**Page text:**
|---|

The provision for loan losses for the nine months of 2001 was $1.1 million compared to $513,000 last year for the same nine-month period. The increase was due to higher non-performing loan balances and higher loan balances overall. In addition loan charge offs increased to .33% of average loans outstanding for the nine months ended September 30, 2001 from .16% for the comparable period in 2000, due to the slowing economy and the write down of two large commercial loans acquired in the Marion Capital alliance. These loans had been fully reserved, but not previously written down.

Non-interest income for the nine months ended September 30, 2001 was $4.1 million compared to $2.5 million for the same period last year. This improvement was a result primarily of an increase of $413,000 in service fee income; $131,000 increase in commission income; $645,000 gain on sale of loans this year that did not occur last year; and a $438,000 increase in cash surrender value of life insurance. Most of these increases, with the exception of the gain on sale of loans, were due to the alliance with Marion Capital.

|---|

[Rows from a dataset]
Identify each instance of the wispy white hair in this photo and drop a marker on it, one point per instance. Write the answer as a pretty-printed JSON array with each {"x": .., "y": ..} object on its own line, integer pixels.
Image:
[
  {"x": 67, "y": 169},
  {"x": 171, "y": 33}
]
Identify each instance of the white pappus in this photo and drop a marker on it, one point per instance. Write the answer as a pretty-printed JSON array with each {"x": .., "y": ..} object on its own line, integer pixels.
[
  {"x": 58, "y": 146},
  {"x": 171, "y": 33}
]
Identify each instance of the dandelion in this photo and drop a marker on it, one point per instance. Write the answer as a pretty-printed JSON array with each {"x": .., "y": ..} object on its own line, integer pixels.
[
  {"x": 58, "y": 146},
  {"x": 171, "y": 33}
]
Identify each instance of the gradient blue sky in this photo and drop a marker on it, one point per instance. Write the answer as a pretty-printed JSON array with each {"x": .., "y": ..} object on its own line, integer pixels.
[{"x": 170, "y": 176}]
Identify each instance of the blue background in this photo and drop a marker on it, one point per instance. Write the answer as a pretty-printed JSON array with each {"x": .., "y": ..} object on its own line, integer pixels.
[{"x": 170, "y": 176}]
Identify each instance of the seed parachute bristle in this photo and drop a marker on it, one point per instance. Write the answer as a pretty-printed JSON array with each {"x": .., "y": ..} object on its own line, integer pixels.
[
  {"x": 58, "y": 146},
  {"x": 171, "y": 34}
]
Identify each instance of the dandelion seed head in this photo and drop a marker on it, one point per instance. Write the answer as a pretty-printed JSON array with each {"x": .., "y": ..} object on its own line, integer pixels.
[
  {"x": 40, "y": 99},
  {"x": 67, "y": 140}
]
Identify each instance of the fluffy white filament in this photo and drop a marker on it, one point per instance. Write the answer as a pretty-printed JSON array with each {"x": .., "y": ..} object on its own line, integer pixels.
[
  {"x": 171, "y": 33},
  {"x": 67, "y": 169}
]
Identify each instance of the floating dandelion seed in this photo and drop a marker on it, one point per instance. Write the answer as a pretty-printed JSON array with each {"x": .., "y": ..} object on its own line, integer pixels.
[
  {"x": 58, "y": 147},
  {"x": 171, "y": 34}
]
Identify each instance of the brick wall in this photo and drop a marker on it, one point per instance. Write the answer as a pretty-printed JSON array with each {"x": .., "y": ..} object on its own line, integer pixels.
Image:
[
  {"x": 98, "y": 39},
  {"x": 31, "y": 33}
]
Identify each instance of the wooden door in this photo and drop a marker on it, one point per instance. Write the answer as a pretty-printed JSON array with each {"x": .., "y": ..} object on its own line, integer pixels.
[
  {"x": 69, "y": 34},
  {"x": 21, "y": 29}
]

|---|

**Set tasks:**
1. According to the earnings passage, what was non-interest income for the nine months ended September 30, 2001?
2. Echo everything in the entries from the line containing "Identify each instance of the wooden" down to the end of the entries, with both of those ends included.

**Written responses:**
1. $4.1 million

2.
Identify each instance of the wooden door in this photo and drop a marker on it, one point per instance. Write the answer as a pretty-printed JSON array with each {"x": .., "y": ..} object on its own line, integer pixels.
[
  {"x": 69, "y": 34},
  {"x": 21, "y": 29}
]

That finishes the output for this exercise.